• _What the task asks_
Print all the data, keeping every line exactly as it is.

• _Task input_
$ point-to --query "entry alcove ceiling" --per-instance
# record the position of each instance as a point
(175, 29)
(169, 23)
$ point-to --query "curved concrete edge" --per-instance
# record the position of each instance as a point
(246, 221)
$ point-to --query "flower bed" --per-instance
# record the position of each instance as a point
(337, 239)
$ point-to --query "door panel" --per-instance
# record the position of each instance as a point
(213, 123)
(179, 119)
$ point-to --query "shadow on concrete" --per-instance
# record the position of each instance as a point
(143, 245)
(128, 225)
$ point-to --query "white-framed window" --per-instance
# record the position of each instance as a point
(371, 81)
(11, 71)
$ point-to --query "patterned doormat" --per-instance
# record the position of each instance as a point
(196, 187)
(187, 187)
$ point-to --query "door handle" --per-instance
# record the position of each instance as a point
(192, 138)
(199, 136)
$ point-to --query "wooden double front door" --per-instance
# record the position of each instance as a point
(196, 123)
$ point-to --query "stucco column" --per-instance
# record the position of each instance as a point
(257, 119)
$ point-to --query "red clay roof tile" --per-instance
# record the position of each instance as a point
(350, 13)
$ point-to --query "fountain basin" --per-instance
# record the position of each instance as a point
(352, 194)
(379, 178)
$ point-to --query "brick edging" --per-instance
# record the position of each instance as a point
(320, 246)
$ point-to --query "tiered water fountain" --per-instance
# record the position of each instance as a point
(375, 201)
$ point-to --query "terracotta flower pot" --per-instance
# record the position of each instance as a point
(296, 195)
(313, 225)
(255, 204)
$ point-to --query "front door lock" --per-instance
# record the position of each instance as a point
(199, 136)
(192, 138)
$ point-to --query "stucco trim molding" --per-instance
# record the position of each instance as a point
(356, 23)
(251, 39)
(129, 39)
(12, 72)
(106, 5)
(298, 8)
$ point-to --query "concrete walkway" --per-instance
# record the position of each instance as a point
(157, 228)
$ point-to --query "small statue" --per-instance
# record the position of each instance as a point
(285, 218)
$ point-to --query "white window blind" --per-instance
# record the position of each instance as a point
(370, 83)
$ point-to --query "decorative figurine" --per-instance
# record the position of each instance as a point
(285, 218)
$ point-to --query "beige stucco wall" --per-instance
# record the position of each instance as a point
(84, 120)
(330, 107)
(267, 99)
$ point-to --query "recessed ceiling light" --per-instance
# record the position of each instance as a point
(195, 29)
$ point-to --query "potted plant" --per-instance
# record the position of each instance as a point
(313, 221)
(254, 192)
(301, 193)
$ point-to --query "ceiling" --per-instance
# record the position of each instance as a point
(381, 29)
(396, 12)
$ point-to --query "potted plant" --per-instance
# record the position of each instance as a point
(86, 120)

• _Response for this exercise_
$ point-to --query "entry alcove ceiling" --per-instance
# record the position of each instance as a point
(175, 29)
(169, 23)
$ point-to --query "curved concrete edge" --per-instance
# record the position of each instance as a point
(246, 221)
$ point-to --query "flower bed" --per-instance
# record the position of each instance as a point
(337, 239)
$ point-to --query "door panel" --per-instance
# record the position of each instance as a point
(213, 123)
(179, 119)
$ point-to --query "shadow on concrete" --per-instance
# record the position of each instance as a point
(143, 245)
(128, 225)
$ point-to --query "white-framed window" --per-instance
# record the position of each instance as a point
(371, 81)
(11, 71)
$ point-to --query "patterned doormat" --per-instance
# record the position of each instance as a point
(196, 187)
(187, 187)
$ point-to --query "door handle" --per-instance
# record the position of each instance as a point
(192, 138)
(199, 136)
$ point-to --query "wooden double front door" --per-instance
# record the position of each instance as a point
(196, 123)
$ point-to --query "stucco column" --per-instance
# record the position of each instance as a point
(257, 119)
$ point-to --query "red clay roof tile" --per-instance
# record the position of each instance as a point
(350, 13)
$ point-to --query "fountain basin" --per-instance
# record the position of each instance as a point
(352, 194)
(379, 178)
$ point-to --query "brick edging" --per-instance
# record the position of each instance as a point
(320, 246)
$ point-to --query "tiered water fountain" --per-instance
# record the position of each instance as a point
(375, 201)
$ point-to --query "terracotta flower pot" --per-instance
# record the position of each instance as a point
(296, 195)
(313, 225)
(255, 204)
$ point-to --query "front door lock" --per-instance
# record the position of each instance as a point
(199, 136)
(192, 138)
$ point-to --query "stucco trim molding" --per-instance
# record the position of each instance as a point
(356, 23)
(251, 39)
(129, 39)
(12, 72)
(106, 5)
(298, 8)
$ point-to --query "concrete walkway" --per-instance
# record the position of each instance as a point
(157, 228)
$ point-to --query "small statue" --per-instance
# record the position of each instance as a point
(285, 218)
$ point-to --query "white window blind" --per-instance
# record the position of each instance as a point
(370, 83)
$ point-to --query "decorative figurine" --per-instance
# record the position of each instance as a point
(285, 218)
$ point-to --query "beige stucco wall" --per-instance
# record the position of each instance as a point
(84, 120)
(330, 107)
(267, 99)
$ point-to --query "recessed ceiling light" --per-instance
# record the position of each instance as a point
(195, 29)
$ point-to --query "potted plant" --per-instance
# record the position of each instance as a point
(313, 221)
(254, 192)
(301, 193)
$ point-to --query "ceiling" --per-instance
# record the position of each instance as a point
(381, 29)
(396, 12)
$ point-to --query "potted plant" --per-instance
# record the position of each instance as a point
(86, 120)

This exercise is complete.